─── RAW RECORDS
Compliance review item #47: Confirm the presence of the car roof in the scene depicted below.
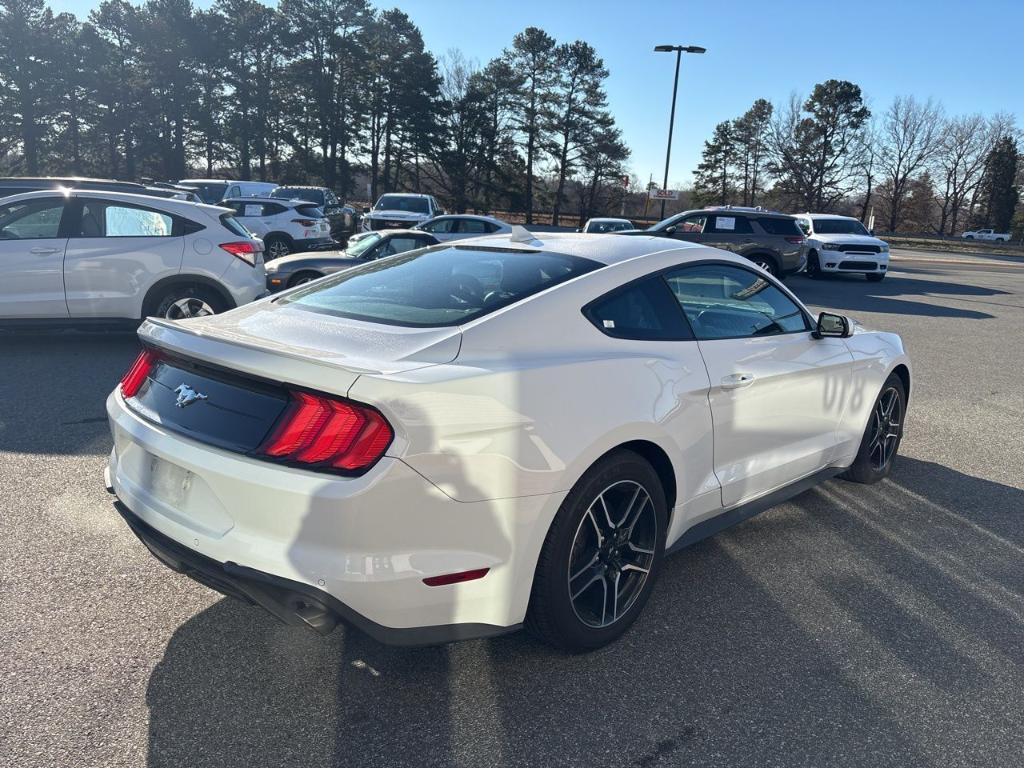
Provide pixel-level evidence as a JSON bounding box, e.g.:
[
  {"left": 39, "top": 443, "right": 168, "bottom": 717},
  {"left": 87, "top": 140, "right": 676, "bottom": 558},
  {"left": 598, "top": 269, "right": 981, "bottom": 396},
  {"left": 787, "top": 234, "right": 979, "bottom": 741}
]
[
  {"left": 794, "top": 213, "right": 860, "bottom": 221},
  {"left": 3, "top": 189, "right": 228, "bottom": 216},
  {"left": 220, "top": 195, "right": 305, "bottom": 206},
  {"left": 454, "top": 231, "right": 708, "bottom": 264}
]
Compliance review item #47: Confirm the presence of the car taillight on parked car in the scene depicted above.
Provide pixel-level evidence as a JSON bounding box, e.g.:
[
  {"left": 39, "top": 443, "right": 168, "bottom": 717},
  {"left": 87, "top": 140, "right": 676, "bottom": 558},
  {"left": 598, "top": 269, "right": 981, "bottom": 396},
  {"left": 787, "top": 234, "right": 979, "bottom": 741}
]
[
  {"left": 259, "top": 391, "right": 394, "bottom": 472},
  {"left": 220, "top": 240, "right": 260, "bottom": 266},
  {"left": 121, "top": 349, "right": 159, "bottom": 399}
]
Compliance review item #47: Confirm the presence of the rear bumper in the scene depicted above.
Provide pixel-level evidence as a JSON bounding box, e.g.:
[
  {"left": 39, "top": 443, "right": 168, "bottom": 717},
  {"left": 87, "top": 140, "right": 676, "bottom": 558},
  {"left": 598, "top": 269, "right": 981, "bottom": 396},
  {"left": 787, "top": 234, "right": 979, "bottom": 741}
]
[
  {"left": 115, "top": 501, "right": 520, "bottom": 645},
  {"left": 106, "top": 391, "right": 552, "bottom": 644}
]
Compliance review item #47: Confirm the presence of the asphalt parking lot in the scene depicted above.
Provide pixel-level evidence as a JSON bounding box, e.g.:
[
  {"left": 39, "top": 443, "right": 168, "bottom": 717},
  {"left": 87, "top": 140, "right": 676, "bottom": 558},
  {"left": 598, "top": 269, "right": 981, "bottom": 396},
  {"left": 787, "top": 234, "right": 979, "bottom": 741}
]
[{"left": 0, "top": 252, "right": 1024, "bottom": 768}]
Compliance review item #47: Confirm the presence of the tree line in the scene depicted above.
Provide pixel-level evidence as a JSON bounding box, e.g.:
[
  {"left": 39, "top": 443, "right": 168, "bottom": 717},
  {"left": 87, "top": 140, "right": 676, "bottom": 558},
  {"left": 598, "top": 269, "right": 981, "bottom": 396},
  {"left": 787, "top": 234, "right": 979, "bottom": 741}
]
[
  {"left": 0, "top": 0, "right": 629, "bottom": 223},
  {"left": 692, "top": 80, "right": 1024, "bottom": 236}
]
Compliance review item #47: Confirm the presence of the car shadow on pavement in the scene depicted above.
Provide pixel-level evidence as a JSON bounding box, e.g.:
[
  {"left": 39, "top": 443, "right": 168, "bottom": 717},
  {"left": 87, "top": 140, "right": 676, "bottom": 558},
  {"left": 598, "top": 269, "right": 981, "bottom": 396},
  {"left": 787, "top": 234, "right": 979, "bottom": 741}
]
[
  {"left": 786, "top": 269, "right": 1010, "bottom": 319},
  {"left": 138, "top": 458, "right": 1024, "bottom": 768},
  {"left": 0, "top": 331, "right": 139, "bottom": 455}
]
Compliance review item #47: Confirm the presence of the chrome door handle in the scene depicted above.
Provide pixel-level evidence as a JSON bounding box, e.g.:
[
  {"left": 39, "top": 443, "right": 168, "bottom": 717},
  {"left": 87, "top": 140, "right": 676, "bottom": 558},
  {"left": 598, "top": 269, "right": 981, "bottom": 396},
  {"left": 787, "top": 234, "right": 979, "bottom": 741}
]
[{"left": 722, "top": 374, "right": 754, "bottom": 389}]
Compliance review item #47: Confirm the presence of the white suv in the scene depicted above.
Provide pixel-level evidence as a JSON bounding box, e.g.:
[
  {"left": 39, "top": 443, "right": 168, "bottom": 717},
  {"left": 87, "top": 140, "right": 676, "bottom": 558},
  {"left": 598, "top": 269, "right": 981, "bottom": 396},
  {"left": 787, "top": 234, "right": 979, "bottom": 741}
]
[
  {"left": 961, "top": 229, "right": 1010, "bottom": 243},
  {"left": 794, "top": 213, "right": 889, "bottom": 283},
  {"left": 217, "top": 198, "right": 336, "bottom": 261},
  {"left": 360, "top": 193, "right": 444, "bottom": 232},
  {"left": 0, "top": 190, "right": 266, "bottom": 325}
]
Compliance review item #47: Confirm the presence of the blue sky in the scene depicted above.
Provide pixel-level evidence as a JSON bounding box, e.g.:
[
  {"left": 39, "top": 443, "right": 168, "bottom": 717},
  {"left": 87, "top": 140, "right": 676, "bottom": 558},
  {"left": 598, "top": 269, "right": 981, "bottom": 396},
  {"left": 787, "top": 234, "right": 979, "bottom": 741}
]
[{"left": 51, "top": 0, "right": 1024, "bottom": 185}]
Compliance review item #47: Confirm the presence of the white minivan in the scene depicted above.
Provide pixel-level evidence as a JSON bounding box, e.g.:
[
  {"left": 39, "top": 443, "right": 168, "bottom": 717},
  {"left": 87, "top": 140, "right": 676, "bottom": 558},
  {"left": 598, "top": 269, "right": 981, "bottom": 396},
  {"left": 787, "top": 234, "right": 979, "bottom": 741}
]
[{"left": 0, "top": 189, "right": 266, "bottom": 326}]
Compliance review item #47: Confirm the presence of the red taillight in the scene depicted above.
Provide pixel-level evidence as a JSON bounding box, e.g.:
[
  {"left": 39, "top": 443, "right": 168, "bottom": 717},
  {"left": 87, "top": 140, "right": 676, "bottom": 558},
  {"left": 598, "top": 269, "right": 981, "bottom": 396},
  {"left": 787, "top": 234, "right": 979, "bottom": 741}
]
[
  {"left": 220, "top": 240, "right": 260, "bottom": 266},
  {"left": 121, "top": 349, "right": 157, "bottom": 398},
  {"left": 423, "top": 568, "right": 490, "bottom": 587},
  {"left": 260, "top": 392, "right": 394, "bottom": 472}
]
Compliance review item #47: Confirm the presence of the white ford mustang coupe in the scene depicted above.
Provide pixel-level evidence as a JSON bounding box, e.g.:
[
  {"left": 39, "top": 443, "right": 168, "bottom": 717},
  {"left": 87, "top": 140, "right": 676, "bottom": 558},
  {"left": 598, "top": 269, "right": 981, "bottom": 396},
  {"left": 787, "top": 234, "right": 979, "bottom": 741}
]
[{"left": 106, "top": 228, "right": 910, "bottom": 651}]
──────
Show every line in the items above that contains the word "review", copied in full.

#### THE SOLUTION:
Compliance review item #47: Confirm the presence of the car roof in the scene depicted below.
Compliance review item #47: Confirm the presence of the car taillight on parked car in the scene depicted above.
Compliance review item #47: Confirm the presence of the rear bumper in the scene depicted above.
Compliance review item #47: Confirm the presence of the asphalt parking lot in the scene depicted above.
Compliance review item #47: Confirm the presence of the tree line in the scene depicted above.
Compliance review item #47: Confirm the presence of the car shadow on pavement in the scene depicted above.
Compliance review item #47: Confirm the presence of the chrome door handle in the scene depicted above.
Compliance review item #47: Confirm the presence of the white suv in the scene depicted above.
Compliance review item #47: Confirm the presence of the blue sky in the scene depicted above.
Compliance review item #47: Confirm the presence of the white minivan in the scene depicted above.
Compliance review item #47: Confirm the presence of the red taillight in the scene depicted above.
Compliance review item #47: Confirm the presence of the white ford mustang coupe in the scene depicted above.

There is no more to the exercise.